Selected text

Rainier Masa

Rainier Masa is an assistant professor in the UNC School of Social Work. He studies the intersection of socioeconomic precarity, stigma, and HIV in adolescents and young adults.

Rainier Masaphoto by Megan May
October 13th, 2021

Q: When you were a child, what was your response to this question: “What do you want to be when you grow up?”

A: A teacher, then a lawyer, and later a foreign service officer. I also thought it would be awesome to become a travel TV host. As a kid, I was a huge geography geek, so I wanted to do something that involved people and places.

Q: Share the pivotal moment in your life that helped you choose your field of study.

A: People I knew when I was growing up in the Philippines routinely lacked resources — both material and nonmaterial — to prevent disease before it occurs. Families were unable to access or utilize preventive care because they were unable pay for the costs. As a result, some peers contracted or died from preventable, and neglected, tropical and infectious diseases linked to poverty, such as rabies and dengue fever.

Rainier Masa and his mother

In 2016, Masa took his mom to New York City for the first time.

I wanted to help, but I did not know how and which field of study to pursue that. It was not until I learned more about social work, especially its community development practice, that I found what to study. Then in graduate school, I was inspired to learn research by generating and using evidence to improve health and decrease resource deprivation. Since then, I have been given opportunities to be part of a helping profession that allows me to combine my interests in travel, people, places, and research.

Q: Tell us about a time you encountered a tricky problem. How did you handle it and what did you learn from it?

(Stored dataset items)

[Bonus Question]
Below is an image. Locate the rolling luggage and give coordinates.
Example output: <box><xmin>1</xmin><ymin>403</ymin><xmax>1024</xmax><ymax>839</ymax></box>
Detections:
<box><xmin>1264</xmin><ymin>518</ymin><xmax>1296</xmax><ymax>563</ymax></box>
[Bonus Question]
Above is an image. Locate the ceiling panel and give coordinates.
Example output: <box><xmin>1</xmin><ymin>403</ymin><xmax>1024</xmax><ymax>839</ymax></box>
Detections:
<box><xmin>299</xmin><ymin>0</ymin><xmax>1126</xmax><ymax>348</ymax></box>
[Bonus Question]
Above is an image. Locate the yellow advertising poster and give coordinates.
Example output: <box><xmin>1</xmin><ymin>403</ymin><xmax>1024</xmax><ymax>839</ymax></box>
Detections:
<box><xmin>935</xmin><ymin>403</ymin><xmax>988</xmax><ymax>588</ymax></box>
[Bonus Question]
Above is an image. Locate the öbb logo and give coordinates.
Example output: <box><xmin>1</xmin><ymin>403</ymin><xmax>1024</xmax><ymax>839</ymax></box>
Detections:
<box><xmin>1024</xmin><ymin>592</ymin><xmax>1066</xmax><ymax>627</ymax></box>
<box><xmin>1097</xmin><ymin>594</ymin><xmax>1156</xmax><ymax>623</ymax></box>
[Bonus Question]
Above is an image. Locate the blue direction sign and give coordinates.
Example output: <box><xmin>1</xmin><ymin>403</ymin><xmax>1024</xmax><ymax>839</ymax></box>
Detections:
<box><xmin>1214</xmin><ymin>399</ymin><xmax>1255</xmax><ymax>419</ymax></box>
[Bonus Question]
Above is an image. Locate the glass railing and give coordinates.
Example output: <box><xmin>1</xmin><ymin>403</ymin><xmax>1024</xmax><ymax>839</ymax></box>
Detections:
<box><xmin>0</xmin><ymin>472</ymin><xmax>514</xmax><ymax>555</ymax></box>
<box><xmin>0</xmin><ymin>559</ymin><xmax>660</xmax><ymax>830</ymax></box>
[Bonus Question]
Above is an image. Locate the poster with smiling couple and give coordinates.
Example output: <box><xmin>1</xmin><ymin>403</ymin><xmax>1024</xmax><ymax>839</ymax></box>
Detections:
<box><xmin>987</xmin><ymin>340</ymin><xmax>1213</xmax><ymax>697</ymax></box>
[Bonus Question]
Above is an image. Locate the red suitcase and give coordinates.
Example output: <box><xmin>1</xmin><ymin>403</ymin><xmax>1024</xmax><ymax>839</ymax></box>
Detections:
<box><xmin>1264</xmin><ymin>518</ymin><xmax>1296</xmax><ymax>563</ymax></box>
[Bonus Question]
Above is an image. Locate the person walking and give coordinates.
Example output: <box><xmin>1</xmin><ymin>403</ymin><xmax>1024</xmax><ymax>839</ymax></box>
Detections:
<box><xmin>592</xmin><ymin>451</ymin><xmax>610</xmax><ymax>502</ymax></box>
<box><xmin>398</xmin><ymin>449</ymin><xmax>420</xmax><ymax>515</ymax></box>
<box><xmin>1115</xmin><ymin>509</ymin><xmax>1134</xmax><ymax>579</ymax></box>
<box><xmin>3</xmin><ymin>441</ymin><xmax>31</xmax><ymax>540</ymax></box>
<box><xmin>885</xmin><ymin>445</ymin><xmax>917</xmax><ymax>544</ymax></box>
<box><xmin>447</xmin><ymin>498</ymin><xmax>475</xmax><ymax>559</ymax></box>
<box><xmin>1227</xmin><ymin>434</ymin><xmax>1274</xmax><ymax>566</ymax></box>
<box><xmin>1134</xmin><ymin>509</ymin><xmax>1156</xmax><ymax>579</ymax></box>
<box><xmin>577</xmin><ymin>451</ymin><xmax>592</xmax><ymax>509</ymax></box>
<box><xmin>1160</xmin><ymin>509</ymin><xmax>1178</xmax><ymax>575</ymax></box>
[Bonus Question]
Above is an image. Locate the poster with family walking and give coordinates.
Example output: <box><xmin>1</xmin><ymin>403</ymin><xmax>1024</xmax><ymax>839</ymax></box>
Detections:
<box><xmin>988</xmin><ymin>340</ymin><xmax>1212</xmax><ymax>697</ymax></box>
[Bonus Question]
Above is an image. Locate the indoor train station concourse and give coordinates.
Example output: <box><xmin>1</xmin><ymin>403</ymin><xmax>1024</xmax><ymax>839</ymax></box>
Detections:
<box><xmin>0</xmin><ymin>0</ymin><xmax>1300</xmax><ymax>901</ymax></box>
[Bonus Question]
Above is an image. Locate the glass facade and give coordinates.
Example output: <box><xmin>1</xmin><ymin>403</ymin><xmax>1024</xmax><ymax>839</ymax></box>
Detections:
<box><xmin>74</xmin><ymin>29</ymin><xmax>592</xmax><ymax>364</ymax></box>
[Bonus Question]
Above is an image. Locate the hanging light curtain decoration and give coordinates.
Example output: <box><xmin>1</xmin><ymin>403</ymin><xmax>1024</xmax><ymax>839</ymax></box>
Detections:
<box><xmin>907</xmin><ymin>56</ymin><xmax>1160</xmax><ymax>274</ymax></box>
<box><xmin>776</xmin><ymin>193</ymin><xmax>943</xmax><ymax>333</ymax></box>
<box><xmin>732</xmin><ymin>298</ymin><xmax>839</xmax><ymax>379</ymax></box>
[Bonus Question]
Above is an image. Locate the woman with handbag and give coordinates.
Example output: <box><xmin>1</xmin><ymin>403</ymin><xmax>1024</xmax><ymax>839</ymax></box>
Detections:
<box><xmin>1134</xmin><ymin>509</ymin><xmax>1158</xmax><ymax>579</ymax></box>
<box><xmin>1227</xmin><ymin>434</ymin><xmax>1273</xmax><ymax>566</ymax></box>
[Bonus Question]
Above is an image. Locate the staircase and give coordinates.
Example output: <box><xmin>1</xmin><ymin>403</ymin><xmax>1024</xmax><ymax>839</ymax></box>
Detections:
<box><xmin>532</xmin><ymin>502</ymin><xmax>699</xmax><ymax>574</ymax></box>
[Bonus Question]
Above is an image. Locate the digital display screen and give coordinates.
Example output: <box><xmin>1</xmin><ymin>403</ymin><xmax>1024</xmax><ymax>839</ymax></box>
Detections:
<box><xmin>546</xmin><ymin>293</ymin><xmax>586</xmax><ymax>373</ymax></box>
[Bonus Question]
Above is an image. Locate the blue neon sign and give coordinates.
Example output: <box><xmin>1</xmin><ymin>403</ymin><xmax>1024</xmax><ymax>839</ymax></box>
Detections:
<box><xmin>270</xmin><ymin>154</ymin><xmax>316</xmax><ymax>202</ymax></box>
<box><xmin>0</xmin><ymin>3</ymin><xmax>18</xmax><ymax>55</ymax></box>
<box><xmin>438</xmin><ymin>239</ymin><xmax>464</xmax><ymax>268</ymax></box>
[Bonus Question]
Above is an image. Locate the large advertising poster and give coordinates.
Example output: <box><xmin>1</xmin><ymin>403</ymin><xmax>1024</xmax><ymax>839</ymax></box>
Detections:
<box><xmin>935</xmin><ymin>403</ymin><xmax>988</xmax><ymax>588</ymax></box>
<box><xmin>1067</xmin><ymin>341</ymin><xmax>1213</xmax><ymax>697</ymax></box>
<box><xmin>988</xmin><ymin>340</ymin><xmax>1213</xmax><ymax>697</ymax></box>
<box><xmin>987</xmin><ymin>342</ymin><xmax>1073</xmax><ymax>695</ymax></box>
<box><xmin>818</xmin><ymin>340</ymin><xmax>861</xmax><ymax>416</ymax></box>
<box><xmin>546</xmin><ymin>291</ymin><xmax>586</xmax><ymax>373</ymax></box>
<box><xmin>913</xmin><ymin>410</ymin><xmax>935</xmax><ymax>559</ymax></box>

Set of tasks
1. From the Rainier Masa profile, list every job Masa names in his answer about what he wanted to be when he grew up.
2. Copy word for word the part of the Rainier Masa profile starting with "Rainier Masa and" and going on through "learn from it?".

Results for the exercise
1. Teacher, lawyer, foreign service officer, and travel TV host.

2.
Rainier Masa and his mother

In 2016, Masa took his mom to New York City for the first time.

I wanted to help, but I did not know how and which field of study to pursue that. It was not until I learned more about social work, especially its community development practice, that I found what to study. Then in graduate school, I was inspired to learn research by generating and using evidence to improve health and decrease resource deprivation. Since then, I have been given opportunities to be part of a helping profession that allows me to combine my interests in travel, people, places, and research.

Q: Tell us about a time you encountered a tricky problem. How did you handle it and what did you learn from it?